## TASK DIRECTIONS
Gather every line of the material that contains the string "handlebar", treating uppercase and lowercase as different.

::: ENTRIES :::

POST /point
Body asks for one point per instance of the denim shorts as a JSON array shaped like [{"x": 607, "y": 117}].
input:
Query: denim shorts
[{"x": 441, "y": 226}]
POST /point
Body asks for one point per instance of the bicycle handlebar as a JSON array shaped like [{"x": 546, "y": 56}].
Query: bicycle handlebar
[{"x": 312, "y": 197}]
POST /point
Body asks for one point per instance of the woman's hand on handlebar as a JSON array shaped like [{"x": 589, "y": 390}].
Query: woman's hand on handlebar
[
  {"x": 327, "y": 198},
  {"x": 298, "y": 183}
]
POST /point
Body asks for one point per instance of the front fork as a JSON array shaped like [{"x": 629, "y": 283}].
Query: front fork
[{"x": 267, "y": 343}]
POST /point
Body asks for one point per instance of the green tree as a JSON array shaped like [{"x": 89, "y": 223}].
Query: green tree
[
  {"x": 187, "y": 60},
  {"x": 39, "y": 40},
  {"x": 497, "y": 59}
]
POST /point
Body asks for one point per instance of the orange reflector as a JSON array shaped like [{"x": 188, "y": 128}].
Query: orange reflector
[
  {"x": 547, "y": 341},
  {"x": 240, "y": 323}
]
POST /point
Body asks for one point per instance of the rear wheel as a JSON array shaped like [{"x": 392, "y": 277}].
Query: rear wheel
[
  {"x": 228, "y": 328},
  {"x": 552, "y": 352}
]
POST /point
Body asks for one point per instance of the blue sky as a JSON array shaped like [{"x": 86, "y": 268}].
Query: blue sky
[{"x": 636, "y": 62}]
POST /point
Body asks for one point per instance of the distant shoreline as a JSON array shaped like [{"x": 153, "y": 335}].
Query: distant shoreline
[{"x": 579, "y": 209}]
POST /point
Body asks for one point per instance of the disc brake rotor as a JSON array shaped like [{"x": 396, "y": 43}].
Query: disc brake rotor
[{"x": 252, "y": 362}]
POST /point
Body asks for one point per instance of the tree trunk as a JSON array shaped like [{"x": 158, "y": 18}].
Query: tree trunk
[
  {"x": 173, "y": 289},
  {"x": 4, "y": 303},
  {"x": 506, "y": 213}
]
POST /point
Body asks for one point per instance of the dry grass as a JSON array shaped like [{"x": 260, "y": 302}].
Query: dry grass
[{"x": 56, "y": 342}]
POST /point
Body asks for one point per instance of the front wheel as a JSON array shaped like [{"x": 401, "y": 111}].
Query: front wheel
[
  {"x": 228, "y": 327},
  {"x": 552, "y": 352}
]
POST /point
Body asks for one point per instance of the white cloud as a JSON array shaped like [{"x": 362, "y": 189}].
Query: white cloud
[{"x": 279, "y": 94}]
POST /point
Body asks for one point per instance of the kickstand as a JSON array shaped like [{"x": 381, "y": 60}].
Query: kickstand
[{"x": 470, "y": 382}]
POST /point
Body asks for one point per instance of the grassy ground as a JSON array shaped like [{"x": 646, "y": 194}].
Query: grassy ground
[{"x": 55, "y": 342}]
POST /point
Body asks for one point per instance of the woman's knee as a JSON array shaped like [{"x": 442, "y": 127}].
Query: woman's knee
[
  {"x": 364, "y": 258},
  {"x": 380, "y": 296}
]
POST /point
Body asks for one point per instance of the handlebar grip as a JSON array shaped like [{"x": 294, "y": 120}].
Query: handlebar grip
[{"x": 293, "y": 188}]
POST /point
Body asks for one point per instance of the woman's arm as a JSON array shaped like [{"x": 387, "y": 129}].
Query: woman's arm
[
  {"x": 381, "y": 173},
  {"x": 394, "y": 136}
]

:::

## RESULT FOR THIS TASK
Body asks for one point per instance of the bicycle handlebar as a JSON array shaped like [{"x": 546, "y": 56}].
Query: bicycle handlebar
Body asks for one point per instance of the woman's hand on handlebar as a JSON array shaped like [{"x": 589, "y": 390}].
Query: woman's hand on handlebar
Body asks for one point per instance of the handlebar grip as a JSON array shaped like [{"x": 294, "y": 120}].
Query: handlebar grip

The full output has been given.